• Text segment:
§
Mind to inject your keymap *after* 'make menuconfig' else it'll overwrite the keymap with the shipped one.

No more keyboard idiosyncrasies at rescue boot, he, he  :Cool: 

As for GRUB, a possible solution is to configure a set of key swaps via 'setkey'. See .f.i http://www.kanotix.com/index.php?module=pnWikka&tag=GrubBootManager.

----------

## sphakka

Argh, a dot sneaked in the link for GRUB conf. It is http://www.kanotix.com/index.php?module=pnWikka&tag=GrubBootManager

----------

## sphakka

Back on this after some misadventure.

As I wrote before, this hack of  building a custom keymap into the kernel  worked fine, until I tried by mistake to load a different keymap ('us') and... damn, *crashed* the kernel   :Rolling Eyes: 

I don't know if that's a kernel bug...

Beware!

----------

## Jaglover

If you boot into single user mode no password is required, just add init=/bin/bash to the kernel command line.

----------

## sphakka

 *Jaglover wrote:*   

> If you boot into single user mode no password is required, just add init=/bin/bash to the kernel command line.
§
• Supplied data:
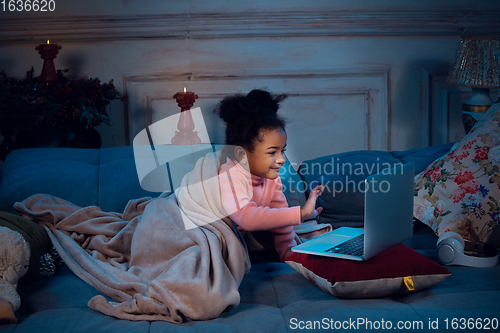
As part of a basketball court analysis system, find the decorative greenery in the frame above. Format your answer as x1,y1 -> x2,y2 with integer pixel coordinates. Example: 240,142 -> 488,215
0,67 -> 126,128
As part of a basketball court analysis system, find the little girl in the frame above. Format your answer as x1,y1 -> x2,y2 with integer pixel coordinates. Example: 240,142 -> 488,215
215,90 -> 323,262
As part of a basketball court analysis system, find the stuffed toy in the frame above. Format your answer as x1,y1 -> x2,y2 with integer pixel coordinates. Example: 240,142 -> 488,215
0,227 -> 31,323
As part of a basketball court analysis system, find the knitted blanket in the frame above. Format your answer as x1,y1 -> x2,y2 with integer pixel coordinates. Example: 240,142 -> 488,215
14,153 -> 250,323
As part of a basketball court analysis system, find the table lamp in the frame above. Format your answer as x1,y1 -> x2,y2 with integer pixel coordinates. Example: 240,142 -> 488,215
446,36 -> 500,133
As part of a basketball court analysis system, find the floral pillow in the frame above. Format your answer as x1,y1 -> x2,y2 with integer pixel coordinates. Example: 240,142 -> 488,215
414,104 -> 500,242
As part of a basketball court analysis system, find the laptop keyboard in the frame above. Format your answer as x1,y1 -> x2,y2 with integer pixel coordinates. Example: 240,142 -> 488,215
325,234 -> 365,257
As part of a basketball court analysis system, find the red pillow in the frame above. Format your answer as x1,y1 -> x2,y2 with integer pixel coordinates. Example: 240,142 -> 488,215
286,244 -> 451,298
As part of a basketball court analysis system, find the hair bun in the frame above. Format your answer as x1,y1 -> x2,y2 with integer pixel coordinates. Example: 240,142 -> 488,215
246,89 -> 285,114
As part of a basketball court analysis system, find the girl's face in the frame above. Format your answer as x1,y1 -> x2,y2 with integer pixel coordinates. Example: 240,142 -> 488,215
245,128 -> 287,179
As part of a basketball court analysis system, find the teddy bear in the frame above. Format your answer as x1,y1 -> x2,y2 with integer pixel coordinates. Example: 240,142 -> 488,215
0,226 -> 31,324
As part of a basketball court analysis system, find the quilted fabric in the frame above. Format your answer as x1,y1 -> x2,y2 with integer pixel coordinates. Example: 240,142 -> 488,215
414,104 -> 500,242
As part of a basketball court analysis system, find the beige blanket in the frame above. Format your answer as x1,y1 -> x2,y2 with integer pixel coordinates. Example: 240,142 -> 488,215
14,154 -> 250,323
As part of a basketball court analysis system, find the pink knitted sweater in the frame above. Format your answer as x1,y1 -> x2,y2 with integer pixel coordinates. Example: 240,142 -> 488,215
219,158 -> 301,261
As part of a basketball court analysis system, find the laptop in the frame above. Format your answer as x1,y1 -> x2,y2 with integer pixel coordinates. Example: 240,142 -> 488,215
292,162 -> 415,261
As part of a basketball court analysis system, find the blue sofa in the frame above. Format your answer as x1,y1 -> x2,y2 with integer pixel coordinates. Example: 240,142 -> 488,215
0,144 -> 500,333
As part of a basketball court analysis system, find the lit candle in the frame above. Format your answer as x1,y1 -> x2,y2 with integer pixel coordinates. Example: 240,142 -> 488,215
35,39 -> 62,83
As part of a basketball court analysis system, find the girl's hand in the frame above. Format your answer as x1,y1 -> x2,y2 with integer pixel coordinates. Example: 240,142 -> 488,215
300,185 -> 325,222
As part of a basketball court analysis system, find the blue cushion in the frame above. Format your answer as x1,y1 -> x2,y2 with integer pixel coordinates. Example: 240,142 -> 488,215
0,148 -> 99,213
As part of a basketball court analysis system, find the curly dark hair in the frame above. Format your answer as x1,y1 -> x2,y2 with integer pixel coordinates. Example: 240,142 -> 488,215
214,89 -> 286,152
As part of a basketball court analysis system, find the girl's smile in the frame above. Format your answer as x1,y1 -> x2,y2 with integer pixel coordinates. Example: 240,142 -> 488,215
245,128 -> 287,179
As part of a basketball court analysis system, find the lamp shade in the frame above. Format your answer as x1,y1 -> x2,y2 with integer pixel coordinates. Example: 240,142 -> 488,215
446,36 -> 500,89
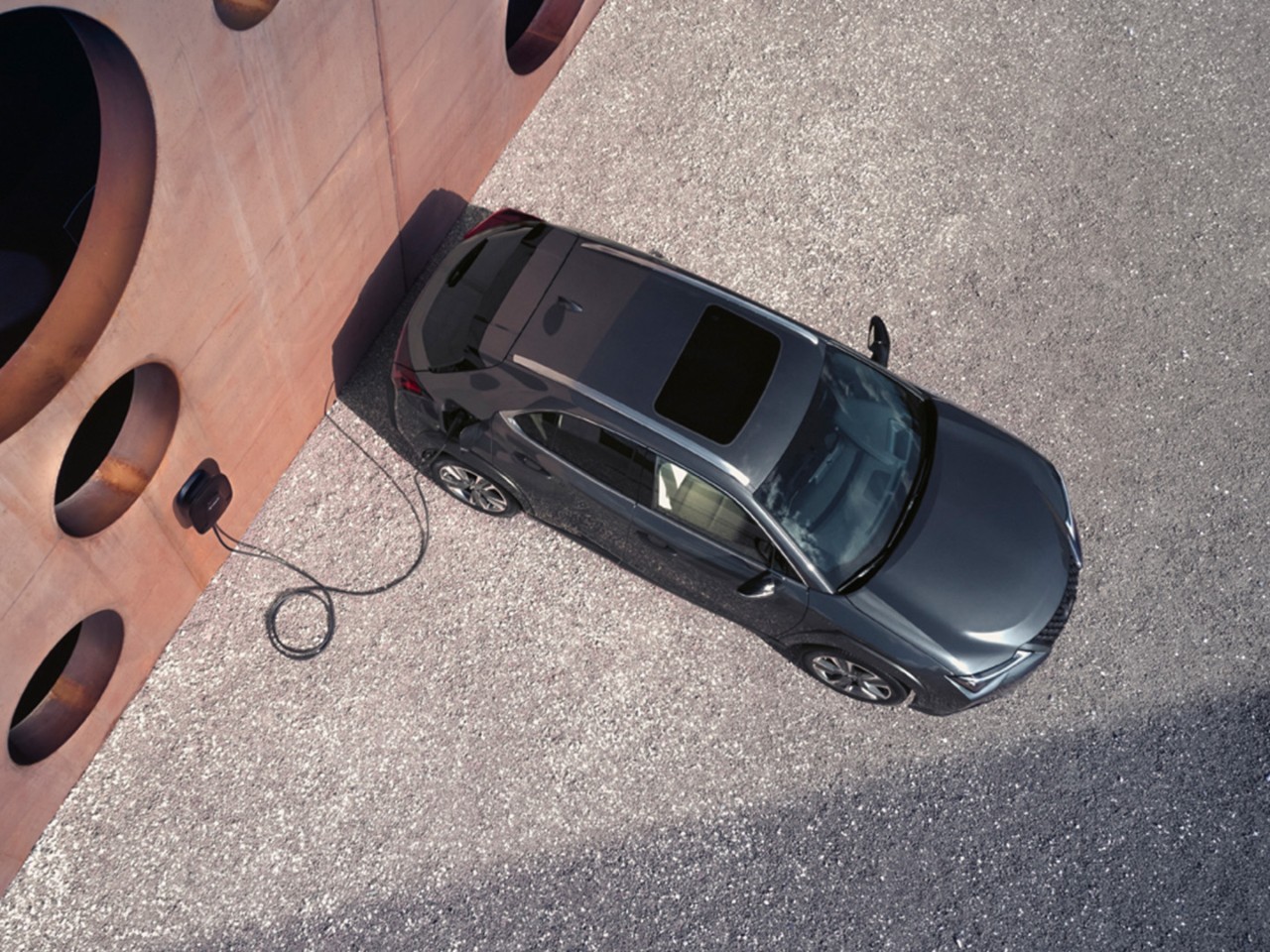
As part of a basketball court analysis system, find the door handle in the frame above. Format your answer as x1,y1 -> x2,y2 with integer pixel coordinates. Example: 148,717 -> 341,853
635,530 -> 679,554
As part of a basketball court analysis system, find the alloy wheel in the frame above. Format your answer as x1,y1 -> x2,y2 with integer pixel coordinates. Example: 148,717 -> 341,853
437,463 -> 509,516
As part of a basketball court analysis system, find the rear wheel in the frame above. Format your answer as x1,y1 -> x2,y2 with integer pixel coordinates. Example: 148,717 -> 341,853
432,457 -> 521,517
800,645 -> 908,704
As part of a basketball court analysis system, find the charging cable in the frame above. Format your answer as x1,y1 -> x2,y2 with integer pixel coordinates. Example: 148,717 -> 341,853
212,384 -> 441,661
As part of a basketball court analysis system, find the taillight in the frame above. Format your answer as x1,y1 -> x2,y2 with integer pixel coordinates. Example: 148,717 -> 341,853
393,363 -> 428,396
463,208 -> 543,241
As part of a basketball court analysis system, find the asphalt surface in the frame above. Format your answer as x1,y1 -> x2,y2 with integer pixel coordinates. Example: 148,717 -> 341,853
0,0 -> 1270,952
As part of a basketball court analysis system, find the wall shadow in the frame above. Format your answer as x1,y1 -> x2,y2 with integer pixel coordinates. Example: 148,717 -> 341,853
188,690 -> 1270,952
331,189 -> 490,459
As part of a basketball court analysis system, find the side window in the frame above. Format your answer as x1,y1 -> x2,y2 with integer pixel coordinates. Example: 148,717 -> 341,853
653,459 -> 797,577
516,413 -> 652,499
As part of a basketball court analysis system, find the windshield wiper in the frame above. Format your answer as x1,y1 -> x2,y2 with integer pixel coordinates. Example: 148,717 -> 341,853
837,399 -> 938,595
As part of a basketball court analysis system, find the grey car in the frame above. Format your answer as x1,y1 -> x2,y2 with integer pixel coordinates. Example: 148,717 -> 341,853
391,209 -> 1082,715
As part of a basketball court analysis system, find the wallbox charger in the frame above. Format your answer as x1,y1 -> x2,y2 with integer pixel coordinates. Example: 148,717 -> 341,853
177,467 -> 234,535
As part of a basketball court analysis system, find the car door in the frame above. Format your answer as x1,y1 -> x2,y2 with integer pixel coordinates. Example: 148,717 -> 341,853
621,454 -> 808,638
495,412 -> 638,559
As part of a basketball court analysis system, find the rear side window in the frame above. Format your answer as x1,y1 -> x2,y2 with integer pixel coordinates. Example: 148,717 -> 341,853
516,413 -> 653,502
653,304 -> 781,444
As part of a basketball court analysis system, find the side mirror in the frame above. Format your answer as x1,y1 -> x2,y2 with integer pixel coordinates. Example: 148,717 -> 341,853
869,314 -> 890,367
736,571 -> 781,598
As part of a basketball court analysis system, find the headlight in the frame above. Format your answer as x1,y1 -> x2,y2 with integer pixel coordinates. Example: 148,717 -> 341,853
1054,470 -> 1084,568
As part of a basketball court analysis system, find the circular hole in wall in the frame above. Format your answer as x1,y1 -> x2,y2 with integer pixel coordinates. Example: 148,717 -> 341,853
0,9 -> 101,373
212,0 -> 278,29
9,611 -> 123,765
0,8 -> 155,439
54,363 -> 181,536
507,0 -> 583,76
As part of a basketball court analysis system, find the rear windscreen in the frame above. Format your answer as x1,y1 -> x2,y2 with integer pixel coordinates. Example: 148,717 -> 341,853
654,305 -> 781,443
421,225 -> 546,373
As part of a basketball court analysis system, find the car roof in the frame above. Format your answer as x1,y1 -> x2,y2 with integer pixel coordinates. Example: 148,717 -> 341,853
511,236 -> 825,488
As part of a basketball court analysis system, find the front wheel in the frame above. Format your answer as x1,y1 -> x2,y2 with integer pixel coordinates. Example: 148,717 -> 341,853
432,457 -> 521,517
802,647 -> 908,704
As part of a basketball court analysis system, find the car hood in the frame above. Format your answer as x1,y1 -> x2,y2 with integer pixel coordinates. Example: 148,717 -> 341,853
849,400 -> 1074,672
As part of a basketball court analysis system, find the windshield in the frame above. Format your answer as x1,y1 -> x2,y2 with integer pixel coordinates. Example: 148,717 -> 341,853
754,346 -> 925,588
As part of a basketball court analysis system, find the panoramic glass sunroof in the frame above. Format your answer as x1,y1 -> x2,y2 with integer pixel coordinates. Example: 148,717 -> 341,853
653,305 -> 781,443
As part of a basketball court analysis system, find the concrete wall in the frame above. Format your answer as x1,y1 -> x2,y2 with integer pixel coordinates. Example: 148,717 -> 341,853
0,0 -> 603,888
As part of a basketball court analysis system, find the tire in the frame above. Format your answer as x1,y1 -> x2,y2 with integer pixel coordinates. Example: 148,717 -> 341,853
799,645 -> 908,706
432,456 -> 521,520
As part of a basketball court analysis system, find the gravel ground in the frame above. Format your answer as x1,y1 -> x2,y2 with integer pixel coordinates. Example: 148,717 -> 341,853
0,0 -> 1270,952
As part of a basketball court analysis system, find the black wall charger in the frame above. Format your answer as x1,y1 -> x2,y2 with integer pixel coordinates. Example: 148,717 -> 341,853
177,466 -> 234,535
§
• Problem set:
- 1) Answer these from the forum thread on kernel keymaps, one per line:
(a) After which command should the custom keymap be injected?
(b) Which GRUB command is suggested for setting up key swaps?
(c) What should be added to the kernel command line to boot into single user mode?
- 2) Carry on the forum thread about kernel keymaps from its last post.

• Responses by task:
- 1)
(a) 'make menuconfig'
(b) 'setkey'
(c) init=/bin/bash

- 2)
Yep, I know that, thanks (and with openrc, rc_shell=/sbin/sulogin should be changed as well, in '/etc/rc.conf'). My problem is that I never managed to use a keyboard with a physical layout that doesn't match the keymap...

Let's say that, instead of the hassle of blindly fiddling with keys + mounting /usr read-only + calling loadkeys, I chose the risk of hacking. I'm quite proud anyway to have found a way of crashing the kernel in a repeatable manner  :Cool: .

----------

## sphakka

BTW, another annoying issue I have is that the keyboard (standard AT, driver compiled into the kernel) doesn't go up immediately after sysinit is started: it takes approximately 20 seconds -- that's also preventing me from using opnerc's interactive feature  :Sad:  I searched around a lot for an explanation but found nothing. Has anybody any idea?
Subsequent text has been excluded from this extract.